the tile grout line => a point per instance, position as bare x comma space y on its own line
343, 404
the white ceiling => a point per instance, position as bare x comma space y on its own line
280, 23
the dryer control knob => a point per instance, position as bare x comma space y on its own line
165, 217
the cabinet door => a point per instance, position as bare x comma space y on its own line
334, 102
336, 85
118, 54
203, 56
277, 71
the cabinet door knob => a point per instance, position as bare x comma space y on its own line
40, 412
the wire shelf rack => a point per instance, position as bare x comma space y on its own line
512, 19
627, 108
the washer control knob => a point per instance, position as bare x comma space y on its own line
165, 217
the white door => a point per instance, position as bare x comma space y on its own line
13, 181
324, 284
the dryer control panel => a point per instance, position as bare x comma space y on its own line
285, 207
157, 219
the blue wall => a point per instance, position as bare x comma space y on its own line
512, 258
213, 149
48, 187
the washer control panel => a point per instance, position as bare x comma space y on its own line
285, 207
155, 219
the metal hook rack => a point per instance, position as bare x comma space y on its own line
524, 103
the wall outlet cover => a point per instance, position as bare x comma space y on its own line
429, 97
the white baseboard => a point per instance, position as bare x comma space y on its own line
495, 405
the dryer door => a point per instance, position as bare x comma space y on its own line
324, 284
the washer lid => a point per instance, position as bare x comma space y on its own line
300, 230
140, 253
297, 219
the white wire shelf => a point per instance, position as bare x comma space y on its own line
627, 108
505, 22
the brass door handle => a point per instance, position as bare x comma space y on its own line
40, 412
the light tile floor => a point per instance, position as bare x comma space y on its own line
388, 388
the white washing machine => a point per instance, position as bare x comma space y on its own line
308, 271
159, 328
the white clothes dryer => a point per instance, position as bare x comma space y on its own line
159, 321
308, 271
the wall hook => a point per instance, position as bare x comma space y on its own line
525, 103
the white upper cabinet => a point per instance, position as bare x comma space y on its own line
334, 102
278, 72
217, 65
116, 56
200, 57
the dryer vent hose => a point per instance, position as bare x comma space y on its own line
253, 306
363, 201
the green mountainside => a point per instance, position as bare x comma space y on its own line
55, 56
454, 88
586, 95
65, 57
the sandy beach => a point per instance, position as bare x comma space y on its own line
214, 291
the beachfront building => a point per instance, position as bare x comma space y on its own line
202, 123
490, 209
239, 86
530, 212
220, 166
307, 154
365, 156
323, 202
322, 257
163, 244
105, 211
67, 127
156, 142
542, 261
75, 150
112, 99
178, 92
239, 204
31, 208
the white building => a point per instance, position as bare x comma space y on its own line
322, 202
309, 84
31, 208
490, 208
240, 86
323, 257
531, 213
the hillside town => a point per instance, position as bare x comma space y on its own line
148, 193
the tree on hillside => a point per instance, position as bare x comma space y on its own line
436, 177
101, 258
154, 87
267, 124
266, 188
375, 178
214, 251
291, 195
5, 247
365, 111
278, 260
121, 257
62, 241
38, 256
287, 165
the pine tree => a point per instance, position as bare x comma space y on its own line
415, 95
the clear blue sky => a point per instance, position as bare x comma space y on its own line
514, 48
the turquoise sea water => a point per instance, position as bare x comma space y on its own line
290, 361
▬▬▬▬▬▬▬▬▬▬
§ YOUR INSTRUCTIONS:
Format as a JSON list of strings, one string per line with blank lines omitted, the lines from the one containing "the turquoise sea" through the end of the lines.

§ WRITTEN ANSWER:
[
  "the turquoise sea water => a point per instance, position as bare x comma space y on its own line",
  "290, 361"
]